Could you update these lines so that "pixel-level boxes" becomes "exact bounding boxes" everywhere it occurs, leaving everything else unchanged?

□ □ □ □ □ □ □

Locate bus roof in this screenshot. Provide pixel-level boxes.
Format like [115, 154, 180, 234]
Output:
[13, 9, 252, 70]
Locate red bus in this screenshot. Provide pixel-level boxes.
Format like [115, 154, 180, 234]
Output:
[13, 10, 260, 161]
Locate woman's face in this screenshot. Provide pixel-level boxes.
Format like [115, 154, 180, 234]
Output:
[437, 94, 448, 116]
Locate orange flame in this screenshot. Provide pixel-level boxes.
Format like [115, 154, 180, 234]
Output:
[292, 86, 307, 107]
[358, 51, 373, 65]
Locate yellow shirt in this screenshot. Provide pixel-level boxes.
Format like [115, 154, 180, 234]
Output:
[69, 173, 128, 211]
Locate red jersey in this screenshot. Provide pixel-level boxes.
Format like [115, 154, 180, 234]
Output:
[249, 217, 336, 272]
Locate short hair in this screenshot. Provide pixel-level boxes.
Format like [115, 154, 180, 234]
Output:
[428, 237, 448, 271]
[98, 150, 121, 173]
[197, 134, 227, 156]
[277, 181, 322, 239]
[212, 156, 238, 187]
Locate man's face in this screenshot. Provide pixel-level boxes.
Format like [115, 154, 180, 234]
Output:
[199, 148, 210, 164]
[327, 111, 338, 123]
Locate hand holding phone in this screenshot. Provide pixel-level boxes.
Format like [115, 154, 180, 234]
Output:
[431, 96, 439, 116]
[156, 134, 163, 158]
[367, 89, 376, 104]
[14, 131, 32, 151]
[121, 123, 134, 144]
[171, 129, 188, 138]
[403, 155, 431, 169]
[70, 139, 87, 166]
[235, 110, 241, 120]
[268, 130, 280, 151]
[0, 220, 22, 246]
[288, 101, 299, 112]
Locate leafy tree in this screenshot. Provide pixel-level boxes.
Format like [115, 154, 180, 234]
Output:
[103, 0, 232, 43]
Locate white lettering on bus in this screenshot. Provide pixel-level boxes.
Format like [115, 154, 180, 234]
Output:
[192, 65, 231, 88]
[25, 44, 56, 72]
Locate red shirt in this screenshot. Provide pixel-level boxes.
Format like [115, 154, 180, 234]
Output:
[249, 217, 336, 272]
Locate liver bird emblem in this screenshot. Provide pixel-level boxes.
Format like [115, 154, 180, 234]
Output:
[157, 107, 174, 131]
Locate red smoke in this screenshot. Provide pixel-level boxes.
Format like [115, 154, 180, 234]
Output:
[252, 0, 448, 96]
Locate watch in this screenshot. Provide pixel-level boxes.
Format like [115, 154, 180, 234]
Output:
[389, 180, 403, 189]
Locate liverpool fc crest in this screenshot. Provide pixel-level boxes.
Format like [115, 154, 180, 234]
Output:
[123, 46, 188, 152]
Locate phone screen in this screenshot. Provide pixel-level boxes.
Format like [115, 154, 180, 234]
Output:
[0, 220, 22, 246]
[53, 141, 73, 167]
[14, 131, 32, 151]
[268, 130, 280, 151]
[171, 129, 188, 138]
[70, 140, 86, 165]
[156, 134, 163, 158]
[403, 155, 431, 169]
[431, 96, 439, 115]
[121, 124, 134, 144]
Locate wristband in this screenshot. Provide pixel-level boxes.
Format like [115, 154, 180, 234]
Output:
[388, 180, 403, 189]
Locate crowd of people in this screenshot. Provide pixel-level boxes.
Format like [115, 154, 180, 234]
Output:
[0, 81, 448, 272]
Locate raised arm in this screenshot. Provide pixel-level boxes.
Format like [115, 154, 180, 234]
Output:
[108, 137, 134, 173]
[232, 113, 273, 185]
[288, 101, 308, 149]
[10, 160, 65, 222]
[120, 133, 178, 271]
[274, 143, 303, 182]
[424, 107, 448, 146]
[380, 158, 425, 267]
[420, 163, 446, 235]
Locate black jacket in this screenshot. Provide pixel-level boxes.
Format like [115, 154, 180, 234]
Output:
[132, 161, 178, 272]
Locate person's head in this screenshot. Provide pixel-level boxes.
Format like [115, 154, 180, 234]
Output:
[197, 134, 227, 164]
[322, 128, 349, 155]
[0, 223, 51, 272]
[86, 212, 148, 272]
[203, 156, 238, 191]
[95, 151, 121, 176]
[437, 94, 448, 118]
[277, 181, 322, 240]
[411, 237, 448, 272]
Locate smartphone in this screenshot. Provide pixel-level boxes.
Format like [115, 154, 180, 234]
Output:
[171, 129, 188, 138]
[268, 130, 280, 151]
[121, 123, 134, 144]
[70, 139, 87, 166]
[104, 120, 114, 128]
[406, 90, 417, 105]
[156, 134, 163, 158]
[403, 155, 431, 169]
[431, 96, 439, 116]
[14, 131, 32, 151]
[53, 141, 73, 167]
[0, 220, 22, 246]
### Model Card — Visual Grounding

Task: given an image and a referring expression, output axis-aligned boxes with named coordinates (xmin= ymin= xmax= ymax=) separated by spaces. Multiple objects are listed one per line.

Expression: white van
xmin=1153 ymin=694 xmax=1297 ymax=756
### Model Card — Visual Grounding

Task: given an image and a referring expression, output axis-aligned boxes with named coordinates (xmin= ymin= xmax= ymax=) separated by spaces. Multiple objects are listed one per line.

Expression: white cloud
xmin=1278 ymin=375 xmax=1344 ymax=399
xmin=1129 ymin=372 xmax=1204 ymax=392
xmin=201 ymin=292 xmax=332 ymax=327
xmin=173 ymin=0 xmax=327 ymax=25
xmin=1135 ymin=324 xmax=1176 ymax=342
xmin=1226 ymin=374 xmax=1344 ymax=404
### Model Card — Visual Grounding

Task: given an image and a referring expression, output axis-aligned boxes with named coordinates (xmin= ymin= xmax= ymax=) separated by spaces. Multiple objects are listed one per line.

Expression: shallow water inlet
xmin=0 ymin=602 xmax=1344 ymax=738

□ □ □ □ □ □ □

# WRITTEN RESPONSE
Locate bus roof in this screenshot. Provide exact bounding boxes.
Format like [115, 154, 180, 234]
Output:
[13, 9, 252, 70]
Locate red bus in this screenshot. Provide exact bounding boxes.
Format like [115, 154, 180, 234]
Output:
[13, 10, 260, 161]
Locate woman's face in this screenshot. Provide exact bounding boxes.
Format like [115, 154, 180, 234]
Output:
[437, 94, 448, 116]
Locate orange flame in this screenshot. Provide exact bounding boxes.
Format like [115, 154, 180, 234]
Output:
[292, 86, 307, 107]
[358, 51, 373, 65]
Locate yellow shirt in this screenshot. Provide exact bounding boxes.
Format like [115, 154, 180, 234]
Output:
[69, 173, 128, 211]
Locate red jersey in this screenshot. Provide exact bounding boxes.
Format like [115, 154, 180, 234]
Output:
[249, 217, 336, 272]
Locate short hair in this screenshot. Provide exact bounding boxes.
Format like [115, 154, 180, 234]
Output:
[428, 237, 448, 271]
[98, 150, 121, 173]
[197, 134, 227, 156]
[277, 181, 322, 239]
[212, 156, 238, 187]
Locate man's face in this screenshot. Provide exact bounding boxes.
Format like [115, 154, 180, 234]
Output:
[199, 148, 210, 164]
[327, 111, 338, 123]
Locate hand holding phone in this screenshot. Provide exact bounding boxes.
Format like [115, 154, 180, 234]
Output:
[431, 96, 439, 116]
[156, 134, 163, 158]
[367, 89, 376, 104]
[14, 131, 32, 151]
[121, 123, 134, 144]
[171, 129, 188, 138]
[403, 155, 431, 169]
[70, 139, 87, 166]
[235, 110, 241, 120]
[268, 130, 280, 151]
[0, 220, 22, 246]
[288, 101, 299, 112]
Locate leafy tree in this screenshot. Provide exact bounding boxes.
Format like [115, 154, 180, 234]
Output:
[103, 0, 232, 43]
Locate white lettering on bus in this screenshot. Provide exact bounding boxes.
Format like [115, 154, 180, 234]
Output:
[192, 65, 231, 88]
[25, 44, 56, 72]
Locate red shirt in this screenshot. Provide exact bounding boxes.
Format like [115, 154, 180, 234]
Output:
[249, 217, 336, 272]
Locate liver bird emblem in this screenshot. Provide exact bounding boxes.
Format like [115, 154, 180, 234]
Output:
[157, 107, 174, 131]
Locate red smoke in this screenshot. Provide exact bounding boxes.
Format like [115, 154, 180, 234]
Output:
[252, 0, 448, 96]
Locate watch in this screenshot. Provide exact bounding boxes.
Format like [115, 154, 180, 234]
Output:
[389, 180, 403, 189]
Locate liverpool fc crest in this screenshot. Provide exact bounding boxes.
Format like [115, 154, 180, 234]
Output:
[123, 46, 188, 152]
Locate phone screen in this screenshot. Provide exact bounding boxes.
Format like [115, 154, 180, 234]
Output:
[0, 220, 22, 246]
[53, 141, 73, 167]
[14, 131, 32, 151]
[268, 130, 280, 151]
[171, 129, 188, 138]
[70, 140, 86, 165]
[156, 134, 163, 158]
[403, 155, 431, 169]
[431, 96, 439, 115]
[121, 124, 134, 144]
Locate wristband in this screenshot. Provide exact bounding boxes.
Format like [115, 154, 180, 234]
Output:
[388, 180, 403, 189]
Locate crowd of people in this screenshot. Provide exact bounding boxes.
Format like [115, 154, 180, 234]
Output:
[0, 81, 448, 272]
Locate raised arm in this screenshot. Provide exact bounding boxes.
Format like [115, 154, 180, 234]
Output:
[108, 137, 134, 173]
[232, 113, 273, 185]
[288, 101, 308, 149]
[10, 160, 65, 222]
[120, 133, 178, 271]
[274, 143, 303, 182]
[424, 107, 448, 146]
[380, 158, 425, 267]
[420, 163, 446, 235]
Locate black jacket in this screenshot. Provide exact bounding boxes.
Format like [115, 154, 180, 234]
Output:
[132, 161, 178, 272]
Locate person's head in this screenshot. Provide exact bounding boxes.
Format like [115, 154, 180, 234]
Output:
[197, 134, 227, 164]
[322, 128, 349, 155]
[0, 223, 51, 272]
[86, 212, 148, 272]
[203, 156, 238, 191]
[95, 151, 121, 176]
[437, 94, 448, 118]
[277, 181, 322, 240]
[411, 237, 448, 272]
Locate smartphone in this screenshot. Provide exact bounding boxes.
Format like [115, 154, 180, 234]
Output:
[171, 129, 188, 138]
[268, 130, 280, 151]
[121, 123, 134, 144]
[70, 139, 87, 166]
[104, 120, 114, 128]
[406, 90, 417, 105]
[156, 134, 163, 158]
[403, 155, 431, 169]
[431, 96, 439, 116]
[14, 131, 32, 151]
[53, 141, 73, 167]
[0, 220, 22, 246]
### Model Card — Visual Grounding

Task: given an image and a referring expression, output axis-aligned boxes with named coordinates (xmin= ymin= xmax= ymax=) separated by spaces. Multiple objects are listed one per line.

Expression: white van
xmin=1153 ymin=694 xmax=1297 ymax=756
### Model Card — Visual Grounding

Task: given an image and a referring expression, output axis-aligned boxes with named coordinates (xmin= ymin= xmax= ymax=) separated by spaces. Multiple objects are listed one per line.

Expression: white cloud
xmin=1278 ymin=375 xmax=1344 ymax=399
xmin=1129 ymin=372 xmax=1204 ymax=392
xmin=201 ymin=292 xmax=332 ymax=327
xmin=173 ymin=0 xmax=327 ymax=25
xmin=1135 ymin=324 xmax=1176 ymax=342
xmin=1226 ymin=374 xmax=1344 ymax=404
### Model Card — Visual Grounding

Task: given an image and a referring expression, output axis-aligned boxes with named coordinates (xmin= ymin= xmax= ymax=) separated by spaces. Multiple objects are listed one per line.

Expression: shallow water inlet
xmin=0 ymin=602 xmax=1344 ymax=738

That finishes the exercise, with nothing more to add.